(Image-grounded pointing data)

>>>>>

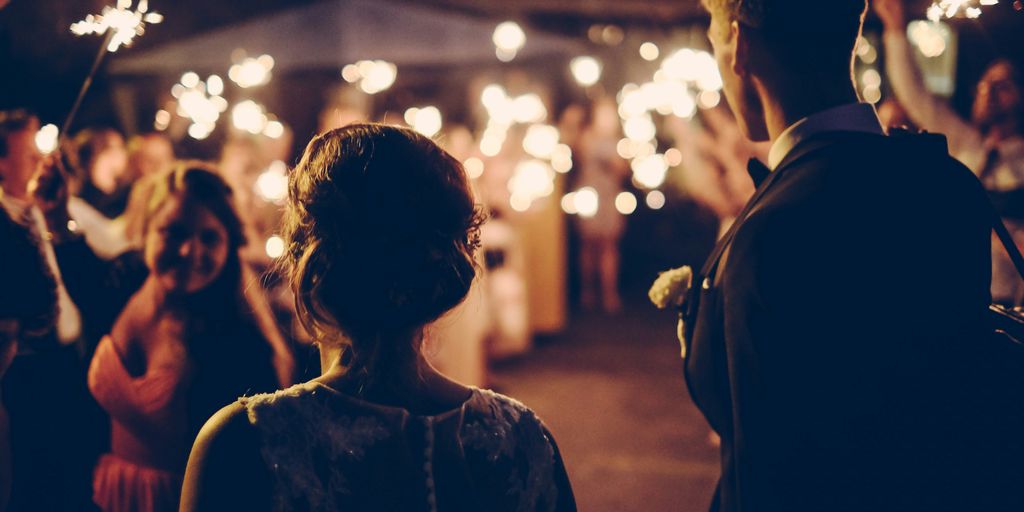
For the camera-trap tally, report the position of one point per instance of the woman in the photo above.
(381, 228)
(189, 339)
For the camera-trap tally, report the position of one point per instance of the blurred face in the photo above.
(998, 98)
(23, 161)
(153, 155)
(111, 163)
(737, 86)
(185, 247)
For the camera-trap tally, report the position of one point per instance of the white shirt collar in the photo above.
(851, 117)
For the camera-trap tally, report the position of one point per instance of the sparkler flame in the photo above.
(123, 24)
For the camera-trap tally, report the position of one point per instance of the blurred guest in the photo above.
(103, 162)
(52, 433)
(990, 142)
(102, 189)
(715, 163)
(148, 154)
(382, 228)
(187, 335)
(28, 308)
(602, 169)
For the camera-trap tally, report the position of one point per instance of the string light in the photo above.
(586, 70)
(271, 184)
(122, 23)
(371, 76)
(251, 72)
(509, 39)
(46, 138)
(198, 101)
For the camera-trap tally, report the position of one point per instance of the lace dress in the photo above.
(328, 451)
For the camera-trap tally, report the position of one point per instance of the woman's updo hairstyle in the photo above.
(381, 228)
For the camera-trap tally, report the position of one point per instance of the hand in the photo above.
(681, 334)
(49, 189)
(892, 13)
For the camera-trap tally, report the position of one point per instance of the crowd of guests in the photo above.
(132, 317)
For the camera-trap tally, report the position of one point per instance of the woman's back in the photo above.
(328, 451)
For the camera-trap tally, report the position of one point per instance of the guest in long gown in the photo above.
(188, 336)
(603, 170)
(381, 228)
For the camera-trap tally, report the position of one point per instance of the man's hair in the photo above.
(12, 122)
(810, 36)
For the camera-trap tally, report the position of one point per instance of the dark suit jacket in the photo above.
(823, 344)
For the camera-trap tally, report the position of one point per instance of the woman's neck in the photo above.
(416, 386)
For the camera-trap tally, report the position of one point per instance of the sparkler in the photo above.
(957, 8)
(120, 26)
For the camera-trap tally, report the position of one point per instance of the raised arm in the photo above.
(225, 470)
(928, 111)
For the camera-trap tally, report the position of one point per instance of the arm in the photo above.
(927, 110)
(225, 469)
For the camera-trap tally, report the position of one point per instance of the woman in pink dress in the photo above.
(188, 336)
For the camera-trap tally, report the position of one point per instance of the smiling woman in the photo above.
(186, 335)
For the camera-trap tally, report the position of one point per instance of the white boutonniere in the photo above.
(670, 290)
(671, 287)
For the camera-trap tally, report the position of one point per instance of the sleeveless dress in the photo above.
(150, 439)
(329, 451)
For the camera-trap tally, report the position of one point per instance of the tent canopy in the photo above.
(335, 33)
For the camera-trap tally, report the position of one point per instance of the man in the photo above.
(828, 336)
(990, 142)
(51, 423)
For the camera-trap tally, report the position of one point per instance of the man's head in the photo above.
(999, 102)
(781, 47)
(19, 158)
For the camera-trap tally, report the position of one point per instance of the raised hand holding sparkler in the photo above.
(120, 25)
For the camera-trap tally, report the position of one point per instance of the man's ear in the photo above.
(740, 48)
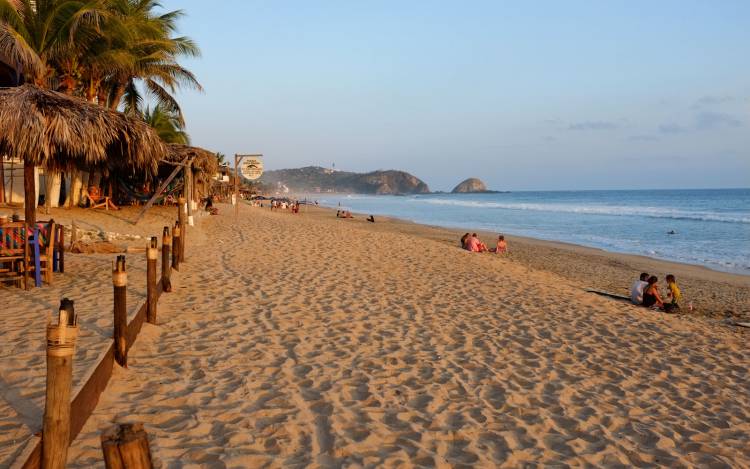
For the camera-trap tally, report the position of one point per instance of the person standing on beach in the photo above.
(636, 291)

<<<<<

* Exercise requirements *
All of the entries, apart from the pictures, must be returned exactly.

* Written response *
For the camera-trap tally, report the position of one point per instance of the woman in the photo above.
(381, 228)
(189, 339)
For the camera-trap tally, report the position of one point per instance of the blurred face in the photo above.
(998, 98)
(23, 161)
(153, 155)
(111, 163)
(737, 86)
(185, 247)
For the camera-trap tally, report the position of one point per instance of the white shirt collar in the photo above.
(851, 117)
For the camera-trap tally, report the position of one point per instance of the sparkler flame in the photo above.
(123, 24)
For the camera-trap tally, report the position of one point per instance of the blurred guest in the photo above.
(103, 162)
(52, 433)
(990, 142)
(102, 189)
(715, 163)
(148, 154)
(382, 228)
(187, 335)
(28, 308)
(602, 169)
For the camera-trap tally, report the position of one point per instance of the string light in the photo above.
(586, 70)
(271, 184)
(122, 23)
(371, 76)
(251, 72)
(509, 39)
(46, 138)
(198, 101)
For the camera-trap tally, report the position of one point per instance of the lace dress in the photo above.
(328, 451)
For the camera-trap tally, report the position of one point per instance of the woman's updo hairstyle in the photo above.
(381, 228)
For the camera-trap tally, report the position of one point per instance of the hand in the photo above.
(681, 334)
(49, 189)
(892, 13)
For the camera-trap tally, report the position of one point per instance of the crowd of guests in the photo above.
(132, 317)
For the camera-trap tally, report the position of one point per instance of the woman's back in the photo above.
(328, 451)
For the camera-trap tally, report the position of one point per instance of the guest in long gown in the photo above.
(188, 336)
(603, 170)
(381, 228)
For the camera-trap tally, report the position of one point per instance of the man's hair in the photo above.
(12, 122)
(810, 36)
For the camera-trap tally, report the position of one point per instance of the dark suit jacket in the photo above.
(823, 344)
For the camera-trap tally, report the position of one point per instance of the woman's neck in the photo above.
(416, 386)
For the camera-trap tally, report the position of one point per instance of the sparkler in the photo above.
(957, 8)
(120, 26)
For the camera-trap tally, report the position of one point per instance of the raised arm in the photo above.
(225, 470)
(928, 111)
For the camera-trap tally, report the position of one point per instance of the arm in the photo above.
(927, 110)
(225, 469)
For the camera-trap tally, report the position of one point per instance of the woman in pink dress in the photo above.
(188, 336)
For the camera-trap tally, report the position of one point per instance of the smiling woman in the photo above.
(186, 335)
For the camera-trap tally, report the position of one point per instance of the white boutonniere in the photo above.
(670, 290)
(671, 287)
For the camera-trap tally, report the position of one point per instance of the sleeveless dress in the photo above.
(150, 439)
(329, 451)
For the camera-trap tally, report the position of one point per instance of the tent canopy in the photo above.
(335, 33)
For the camera-trap tally, report the position of one point per instance of the man in the photo above.
(828, 336)
(990, 142)
(51, 423)
For the camera-trap tally, report the position of one point per instance of the man's head in the photo above.
(999, 102)
(781, 47)
(19, 158)
For the camera-trap tally, report the position of one point per instance of the raised hand holding sparkler in the photo above.
(120, 25)
For the camera-trap tally, report the position of one point per instance of the man's ear in the photo above.
(740, 48)
For the camera-trap tally, report the position of one point per instance of the person standing on beach in the photo above.
(636, 291)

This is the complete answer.